▶ What you should do:
Reproduce all of the rows below without changing a single character.

= = = = = = =

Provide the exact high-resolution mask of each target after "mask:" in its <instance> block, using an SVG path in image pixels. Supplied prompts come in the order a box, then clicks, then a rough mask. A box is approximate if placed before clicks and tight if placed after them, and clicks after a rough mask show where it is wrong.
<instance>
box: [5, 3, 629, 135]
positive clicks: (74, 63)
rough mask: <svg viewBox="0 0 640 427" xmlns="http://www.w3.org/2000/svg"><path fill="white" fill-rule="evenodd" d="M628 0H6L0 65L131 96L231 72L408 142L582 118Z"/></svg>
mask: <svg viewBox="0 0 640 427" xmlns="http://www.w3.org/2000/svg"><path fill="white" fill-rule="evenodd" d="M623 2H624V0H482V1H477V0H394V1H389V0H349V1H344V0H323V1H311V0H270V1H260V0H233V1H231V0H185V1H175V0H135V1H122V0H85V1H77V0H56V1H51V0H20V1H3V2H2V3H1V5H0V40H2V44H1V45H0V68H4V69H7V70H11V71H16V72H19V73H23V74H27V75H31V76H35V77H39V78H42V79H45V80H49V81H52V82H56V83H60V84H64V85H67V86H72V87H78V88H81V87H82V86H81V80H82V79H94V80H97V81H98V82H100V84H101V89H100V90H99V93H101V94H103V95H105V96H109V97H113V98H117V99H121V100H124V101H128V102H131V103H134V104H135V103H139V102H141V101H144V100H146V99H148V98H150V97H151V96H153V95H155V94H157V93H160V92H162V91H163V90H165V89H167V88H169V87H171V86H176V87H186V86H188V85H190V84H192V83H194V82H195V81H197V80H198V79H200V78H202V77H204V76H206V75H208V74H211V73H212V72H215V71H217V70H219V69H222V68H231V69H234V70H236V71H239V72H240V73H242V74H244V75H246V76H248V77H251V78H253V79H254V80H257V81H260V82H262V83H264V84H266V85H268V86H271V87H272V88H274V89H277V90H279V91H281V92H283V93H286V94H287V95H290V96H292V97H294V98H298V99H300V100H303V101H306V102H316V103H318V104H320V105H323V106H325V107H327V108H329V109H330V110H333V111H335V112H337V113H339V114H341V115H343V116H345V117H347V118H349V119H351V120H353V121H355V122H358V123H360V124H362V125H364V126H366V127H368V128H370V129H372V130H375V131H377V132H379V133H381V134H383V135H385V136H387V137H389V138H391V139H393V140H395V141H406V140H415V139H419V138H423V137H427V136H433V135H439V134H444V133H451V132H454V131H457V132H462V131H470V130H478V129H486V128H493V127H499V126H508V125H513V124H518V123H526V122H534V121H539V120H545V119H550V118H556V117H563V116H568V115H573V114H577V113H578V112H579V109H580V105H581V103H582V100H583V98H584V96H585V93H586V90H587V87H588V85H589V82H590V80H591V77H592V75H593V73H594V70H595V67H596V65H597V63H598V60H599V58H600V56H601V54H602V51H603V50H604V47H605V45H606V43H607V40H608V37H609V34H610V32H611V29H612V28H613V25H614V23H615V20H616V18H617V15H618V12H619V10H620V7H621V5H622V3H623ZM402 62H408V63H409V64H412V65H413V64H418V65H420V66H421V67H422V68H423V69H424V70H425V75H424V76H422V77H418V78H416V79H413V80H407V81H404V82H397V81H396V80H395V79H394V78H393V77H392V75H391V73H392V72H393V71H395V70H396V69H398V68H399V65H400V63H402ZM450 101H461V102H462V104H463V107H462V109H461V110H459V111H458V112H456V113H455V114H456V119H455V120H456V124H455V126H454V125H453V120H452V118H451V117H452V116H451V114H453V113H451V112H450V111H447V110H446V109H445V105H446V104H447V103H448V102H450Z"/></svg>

= = = = = = =

▶ Exercise result:
Provide the exact high-resolution mask of each target after "mask:" in its <instance> block, using an SVG path in image pixels. Supplied prompts come in the order a box, then clicks, then a rough mask. A box is approximate if placed before clicks and tight if placed after them, and clicks after a rough mask show where it is wrong.
<instance>
box: [5, 3, 629, 135]
positive clicks: (74, 63)
rough mask: <svg viewBox="0 0 640 427" xmlns="http://www.w3.org/2000/svg"><path fill="white" fill-rule="evenodd" d="M628 0H6L0 65L131 96L231 72L408 142L582 118Z"/></svg>
mask: <svg viewBox="0 0 640 427" xmlns="http://www.w3.org/2000/svg"><path fill="white" fill-rule="evenodd" d="M623 2H624V0H482V1H477V0H394V1H389V0H349V1H344V0H323V1H311V0H270V1H260V0H233V1H231V0H185V1H175V0H135V1H122V0H85V1H77V0H56V1H51V0H20V1H3V2H2V3H1V5H0V40H2V44H1V45H0V68H4V69H7V70H11V71H16V72H19V73H23V74H27V75H31V76H35V77H39V78H42V79H45V80H49V81H52V82H56V83H60V84H64V85H67V86H72V87H78V88H81V87H82V86H81V80H82V79H94V80H97V81H98V82H100V84H101V89H100V90H99V93H101V94H103V95H105V96H109V97H113V98H117V99H121V100H124V101H128V102H131V103H134V104H135V103H139V102H141V101H144V100H146V99H148V98H150V97H151V96H153V95H155V94H157V93H160V92H162V91H163V90H165V89H167V88H169V87H171V86H176V87H186V86H188V85H190V84H192V83H194V82H195V81H197V80H198V79H200V78H202V77H204V76H206V75H208V74H211V73H212V72H215V71H217V70H219V69H222V68H231V69H234V70H236V71H239V72H240V73H242V74H244V75H246V76H248V77H251V78H253V79H254V80H257V81H260V82H262V83H264V84H266V85H268V86H271V87H272V88H274V89H277V90H279V91H281V92H283V93H286V94H287V95H290V96H292V97H294V98H298V99H300V100H303V101H306V102H316V103H318V104H320V105H323V106H325V107H327V108H329V109H330V110H333V111H335V112H337V113H339V114H341V115H343V116H345V117H347V118H349V119H351V120H353V121H355V122H358V123H360V124H362V125H364V126H366V127H368V128H370V129H372V130H375V131H377V132H379V133H381V134H383V135H385V136H387V137H389V138H391V139H393V140H395V141H406V140H415V139H419V138H423V137H427V136H433V135H439V134H444V133H451V132H454V131H457V132H462V131H470V130H478V129H486V128H493V127H499V126H508V125H513V124H518V123H526V122H534V121H539V120H545V119H550V118H556V117H563V116H568V115H573V114H577V113H578V112H579V109H580V105H581V103H582V100H583V98H584V96H585V93H586V90H587V87H588V85H589V82H590V80H591V77H592V75H593V73H594V70H595V67H596V65H597V63H598V60H599V58H600V56H601V54H602V51H603V50H604V47H605V45H606V43H607V40H608V37H609V34H610V32H611V29H612V28H613V25H614V23H615V20H616V18H617V15H618V12H619V10H620V7H621V5H622V3H623ZM402 62H408V63H409V64H412V65H413V64H418V65H420V66H421V67H422V68H423V69H424V70H425V75H424V76H422V77H418V78H416V79H413V80H407V81H404V82H397V81H396V80H395V79H394V78H393V77H392V75H391V73H392V72H393V71H395V70H396V69H398V68H399V65H400V63H402ZM450 101H461V102H462V104H463V107H462V109H461V110H459V111H458V112H456V113H455V114H456V119H455V120H456V124H455V126H454V125H453V120H452V118H451V117H452V116H451V114H453V113H451V112H450V111H447V110H446V109H445V105H446V104H447V103H448V102H450Z"/></svg>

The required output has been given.